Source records
#####
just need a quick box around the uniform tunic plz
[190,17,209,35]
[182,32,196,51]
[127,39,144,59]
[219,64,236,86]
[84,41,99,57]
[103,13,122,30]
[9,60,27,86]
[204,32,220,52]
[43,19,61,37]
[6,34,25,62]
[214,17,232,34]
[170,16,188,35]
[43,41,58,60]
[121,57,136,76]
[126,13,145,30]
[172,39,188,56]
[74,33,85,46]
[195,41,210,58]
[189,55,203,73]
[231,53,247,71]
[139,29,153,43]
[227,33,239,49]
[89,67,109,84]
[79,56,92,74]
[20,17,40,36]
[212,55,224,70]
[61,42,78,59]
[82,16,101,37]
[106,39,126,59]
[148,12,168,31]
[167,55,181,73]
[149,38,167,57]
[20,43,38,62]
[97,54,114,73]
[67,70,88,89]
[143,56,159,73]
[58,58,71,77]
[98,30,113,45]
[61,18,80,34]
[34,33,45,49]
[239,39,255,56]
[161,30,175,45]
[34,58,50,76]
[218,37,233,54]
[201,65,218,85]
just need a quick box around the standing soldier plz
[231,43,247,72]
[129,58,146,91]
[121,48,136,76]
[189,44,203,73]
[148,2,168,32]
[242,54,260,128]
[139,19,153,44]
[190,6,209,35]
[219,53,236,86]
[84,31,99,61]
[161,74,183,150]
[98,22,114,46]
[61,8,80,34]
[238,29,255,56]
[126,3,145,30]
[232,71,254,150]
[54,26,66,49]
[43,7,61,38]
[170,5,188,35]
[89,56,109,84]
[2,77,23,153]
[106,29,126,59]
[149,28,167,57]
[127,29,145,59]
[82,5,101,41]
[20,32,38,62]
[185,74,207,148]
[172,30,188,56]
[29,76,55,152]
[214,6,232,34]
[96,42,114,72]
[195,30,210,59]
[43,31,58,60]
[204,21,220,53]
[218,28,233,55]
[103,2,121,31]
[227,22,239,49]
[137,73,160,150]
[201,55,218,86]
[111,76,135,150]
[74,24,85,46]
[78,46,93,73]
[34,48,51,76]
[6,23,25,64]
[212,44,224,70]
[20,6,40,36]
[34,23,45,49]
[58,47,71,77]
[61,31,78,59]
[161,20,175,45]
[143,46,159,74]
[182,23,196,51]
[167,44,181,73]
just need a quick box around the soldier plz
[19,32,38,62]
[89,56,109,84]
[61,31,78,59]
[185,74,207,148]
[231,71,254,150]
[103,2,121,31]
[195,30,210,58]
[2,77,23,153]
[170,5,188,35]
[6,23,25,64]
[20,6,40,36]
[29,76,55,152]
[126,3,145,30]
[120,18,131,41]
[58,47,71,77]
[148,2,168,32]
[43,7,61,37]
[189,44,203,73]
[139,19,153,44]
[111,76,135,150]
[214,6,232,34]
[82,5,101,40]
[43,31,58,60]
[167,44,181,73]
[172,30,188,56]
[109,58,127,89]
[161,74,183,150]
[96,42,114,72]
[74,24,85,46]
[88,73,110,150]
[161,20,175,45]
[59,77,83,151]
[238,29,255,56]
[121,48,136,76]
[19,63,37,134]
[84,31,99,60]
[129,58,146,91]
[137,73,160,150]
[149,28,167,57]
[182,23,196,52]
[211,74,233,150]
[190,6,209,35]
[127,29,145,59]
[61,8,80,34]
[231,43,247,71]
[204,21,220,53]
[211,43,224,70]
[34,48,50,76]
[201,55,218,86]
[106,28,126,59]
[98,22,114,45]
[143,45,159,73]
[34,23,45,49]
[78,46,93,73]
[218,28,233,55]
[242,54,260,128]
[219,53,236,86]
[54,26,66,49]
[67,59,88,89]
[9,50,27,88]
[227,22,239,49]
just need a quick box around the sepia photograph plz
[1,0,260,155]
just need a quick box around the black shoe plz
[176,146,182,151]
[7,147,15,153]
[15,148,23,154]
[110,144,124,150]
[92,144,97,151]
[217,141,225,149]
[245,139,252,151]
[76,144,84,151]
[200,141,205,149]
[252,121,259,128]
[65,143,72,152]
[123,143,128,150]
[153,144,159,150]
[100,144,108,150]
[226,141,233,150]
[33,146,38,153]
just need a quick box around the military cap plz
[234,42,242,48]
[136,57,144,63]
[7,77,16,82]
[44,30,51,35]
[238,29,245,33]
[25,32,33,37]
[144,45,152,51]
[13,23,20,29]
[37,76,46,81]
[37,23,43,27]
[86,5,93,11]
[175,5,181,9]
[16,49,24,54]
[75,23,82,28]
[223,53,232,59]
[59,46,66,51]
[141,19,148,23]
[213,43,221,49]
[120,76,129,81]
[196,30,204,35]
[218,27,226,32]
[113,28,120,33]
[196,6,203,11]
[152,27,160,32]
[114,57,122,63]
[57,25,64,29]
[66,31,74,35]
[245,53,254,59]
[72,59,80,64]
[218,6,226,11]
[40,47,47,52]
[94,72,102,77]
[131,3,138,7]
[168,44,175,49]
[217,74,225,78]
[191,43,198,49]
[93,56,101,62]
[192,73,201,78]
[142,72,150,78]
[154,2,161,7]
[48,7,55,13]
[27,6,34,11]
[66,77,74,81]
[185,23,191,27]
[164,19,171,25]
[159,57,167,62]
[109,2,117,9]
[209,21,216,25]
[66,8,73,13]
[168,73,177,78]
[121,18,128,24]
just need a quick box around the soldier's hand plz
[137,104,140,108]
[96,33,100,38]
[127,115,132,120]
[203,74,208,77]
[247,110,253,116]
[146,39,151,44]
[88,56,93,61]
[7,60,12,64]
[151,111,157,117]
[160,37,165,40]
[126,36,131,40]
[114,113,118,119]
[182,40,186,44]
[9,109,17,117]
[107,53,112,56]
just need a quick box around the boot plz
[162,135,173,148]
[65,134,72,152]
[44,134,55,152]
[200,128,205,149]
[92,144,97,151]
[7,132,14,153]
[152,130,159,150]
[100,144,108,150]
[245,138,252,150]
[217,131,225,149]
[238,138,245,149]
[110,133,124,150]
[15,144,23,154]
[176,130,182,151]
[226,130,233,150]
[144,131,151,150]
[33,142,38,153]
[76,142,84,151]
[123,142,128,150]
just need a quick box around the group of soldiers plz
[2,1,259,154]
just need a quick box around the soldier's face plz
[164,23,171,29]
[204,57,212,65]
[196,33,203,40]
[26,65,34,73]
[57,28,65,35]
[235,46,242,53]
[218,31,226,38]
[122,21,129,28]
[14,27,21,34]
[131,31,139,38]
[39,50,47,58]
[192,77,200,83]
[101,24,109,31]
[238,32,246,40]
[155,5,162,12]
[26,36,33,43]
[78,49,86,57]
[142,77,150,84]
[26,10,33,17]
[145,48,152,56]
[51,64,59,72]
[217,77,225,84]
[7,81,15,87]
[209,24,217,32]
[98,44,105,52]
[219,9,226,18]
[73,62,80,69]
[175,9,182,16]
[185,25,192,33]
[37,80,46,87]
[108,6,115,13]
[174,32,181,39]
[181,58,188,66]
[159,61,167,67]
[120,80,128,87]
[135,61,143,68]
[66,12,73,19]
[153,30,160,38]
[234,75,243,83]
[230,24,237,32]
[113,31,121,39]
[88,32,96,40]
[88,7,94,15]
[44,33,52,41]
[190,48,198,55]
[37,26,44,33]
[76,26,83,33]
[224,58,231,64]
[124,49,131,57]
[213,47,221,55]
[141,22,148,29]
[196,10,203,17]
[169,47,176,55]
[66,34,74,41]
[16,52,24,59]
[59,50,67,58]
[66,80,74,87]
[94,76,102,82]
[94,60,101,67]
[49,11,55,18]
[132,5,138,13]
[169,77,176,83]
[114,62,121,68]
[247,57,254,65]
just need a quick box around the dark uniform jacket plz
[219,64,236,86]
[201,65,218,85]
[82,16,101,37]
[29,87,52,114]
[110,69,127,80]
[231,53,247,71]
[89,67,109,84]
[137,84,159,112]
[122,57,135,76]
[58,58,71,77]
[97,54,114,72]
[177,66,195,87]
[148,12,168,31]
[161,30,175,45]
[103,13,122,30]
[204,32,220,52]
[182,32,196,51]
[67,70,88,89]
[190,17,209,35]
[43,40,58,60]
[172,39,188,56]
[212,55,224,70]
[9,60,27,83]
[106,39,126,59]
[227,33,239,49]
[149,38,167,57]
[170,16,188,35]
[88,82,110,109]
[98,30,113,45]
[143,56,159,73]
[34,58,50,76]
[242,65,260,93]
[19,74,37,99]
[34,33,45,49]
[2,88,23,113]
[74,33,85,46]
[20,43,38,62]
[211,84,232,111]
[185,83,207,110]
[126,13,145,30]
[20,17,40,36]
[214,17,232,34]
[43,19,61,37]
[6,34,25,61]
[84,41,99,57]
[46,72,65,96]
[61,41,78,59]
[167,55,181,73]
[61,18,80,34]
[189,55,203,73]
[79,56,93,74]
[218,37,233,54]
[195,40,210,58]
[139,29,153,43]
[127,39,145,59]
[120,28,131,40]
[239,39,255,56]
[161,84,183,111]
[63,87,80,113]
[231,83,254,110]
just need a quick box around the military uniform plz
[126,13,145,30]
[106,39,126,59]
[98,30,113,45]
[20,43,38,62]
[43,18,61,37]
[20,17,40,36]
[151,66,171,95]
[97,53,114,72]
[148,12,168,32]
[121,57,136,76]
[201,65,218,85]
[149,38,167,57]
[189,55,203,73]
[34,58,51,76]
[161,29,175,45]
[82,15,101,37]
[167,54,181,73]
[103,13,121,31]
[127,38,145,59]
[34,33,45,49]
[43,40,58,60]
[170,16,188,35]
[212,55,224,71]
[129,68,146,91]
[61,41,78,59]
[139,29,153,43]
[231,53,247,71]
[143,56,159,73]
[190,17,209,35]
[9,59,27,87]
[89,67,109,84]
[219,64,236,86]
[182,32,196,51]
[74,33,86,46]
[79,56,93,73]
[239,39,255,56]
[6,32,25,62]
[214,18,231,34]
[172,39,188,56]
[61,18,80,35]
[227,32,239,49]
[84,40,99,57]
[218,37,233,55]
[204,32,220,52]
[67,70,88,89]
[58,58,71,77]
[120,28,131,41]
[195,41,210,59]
#####
• _YOUR OBJECTIVE_:
Which lines hold the word "uniform"? Copy each of them from the records.

• _RESPONSE TO THIS TASK_:
just need a quick box around the uniform tunic plz
just need a quick box around the dark uniform jacket plz
just need a quick box around the military uniform plz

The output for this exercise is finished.